▸ Exercise task a
In the records, edit the stretch from the start through the line containing "490;338;630;355": replace "endpoint" with "service" and leave everything else unchanged. Give back only those lines.

▸ Text segment
━━━━
3lb  whole chicken ( or breasts)

small onions

4 shallots, peeled and finely chopped

2 oz /50 g  butter

8 oz /227 g button mushrooms

8 oz /225 g  peeled tomatoes

2 tbsp olive oil

3 fl oz / 75 ml  dry vermouth or white wine

1 bouquet garni

1 bay leaf

1 tbsp chopped parsley

Salt and pepper to taste

What you do:

Prepare the chicken by cutting into portions ie. 2 thighs, 2 drumsticks,2 wings and 2 breasts cut in halves.

Peel the onions, leave them whole.

Peel and finely chop the shallots.

Melt the butter in a large  saucepan and add the olive oil.

Add the chicken pieces to the pan and brown on both sides.

Add the onions and shallots to brown them a little.
━━━━
▸ Task material
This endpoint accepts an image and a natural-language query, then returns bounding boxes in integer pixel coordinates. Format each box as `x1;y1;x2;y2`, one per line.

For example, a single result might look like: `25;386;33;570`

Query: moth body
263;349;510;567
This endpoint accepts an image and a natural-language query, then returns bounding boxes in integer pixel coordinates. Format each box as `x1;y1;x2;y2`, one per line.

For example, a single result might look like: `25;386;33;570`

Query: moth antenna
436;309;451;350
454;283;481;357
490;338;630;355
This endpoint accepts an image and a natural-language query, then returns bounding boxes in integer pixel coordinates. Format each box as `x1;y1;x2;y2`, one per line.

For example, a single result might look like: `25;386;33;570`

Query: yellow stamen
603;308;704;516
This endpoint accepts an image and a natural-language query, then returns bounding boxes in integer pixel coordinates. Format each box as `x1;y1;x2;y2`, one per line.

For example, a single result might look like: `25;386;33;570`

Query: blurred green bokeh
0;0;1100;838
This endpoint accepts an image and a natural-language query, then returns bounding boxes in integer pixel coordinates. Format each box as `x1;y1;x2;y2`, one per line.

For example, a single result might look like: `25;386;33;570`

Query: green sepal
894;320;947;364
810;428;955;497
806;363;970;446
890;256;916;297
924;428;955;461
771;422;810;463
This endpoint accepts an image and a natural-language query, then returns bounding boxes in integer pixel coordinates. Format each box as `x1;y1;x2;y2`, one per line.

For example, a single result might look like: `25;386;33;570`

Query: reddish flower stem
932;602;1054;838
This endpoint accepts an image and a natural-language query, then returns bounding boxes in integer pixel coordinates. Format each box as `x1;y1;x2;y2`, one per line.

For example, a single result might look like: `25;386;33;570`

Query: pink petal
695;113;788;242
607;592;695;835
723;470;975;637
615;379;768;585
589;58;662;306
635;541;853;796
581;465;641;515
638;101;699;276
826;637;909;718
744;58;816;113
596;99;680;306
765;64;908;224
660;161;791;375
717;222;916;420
━━━━
▸ Exercise task b
Pick up the chicken recipe right after its last step and write the next steps.

▸ Final result a
This service accepts an image and a natural-language query, then returns bounding boxes in integer pixel coordinates. Format each box as `x1;y1;x2;y2`, one per line.

For example, a single result might look like: `25;386;33;570`

Query: moth body
263;349;510;567
This service accepts an image and a natural-language query, then returns bounding boxes in integer pixel coordinates. Format each box as `x1;y1;x2;y2`, one per line.

For example, a single result might look like: `25;386;33;570`

Query: moth antenna
436;309;451;350
454;283;481;357
490;338;630;355

▸ Final result b
Remove them from the heat, add the vermouth or white wine and ignite with a match.

As the flames die down, add the bouquet garni, the bay leaf and season to taste.

Drain the tomatoes, and chop roughly.

Add the tomato juices to the pan and place the lid on.

Cook for about 1 hour.

Trim the mushrooms and add to the pan with the chopped tomatoes.

Cook for a further 30 minutes until the it is cooked and the juices have thickened.

Just before serving, sprinkle the top with the chopped parsley.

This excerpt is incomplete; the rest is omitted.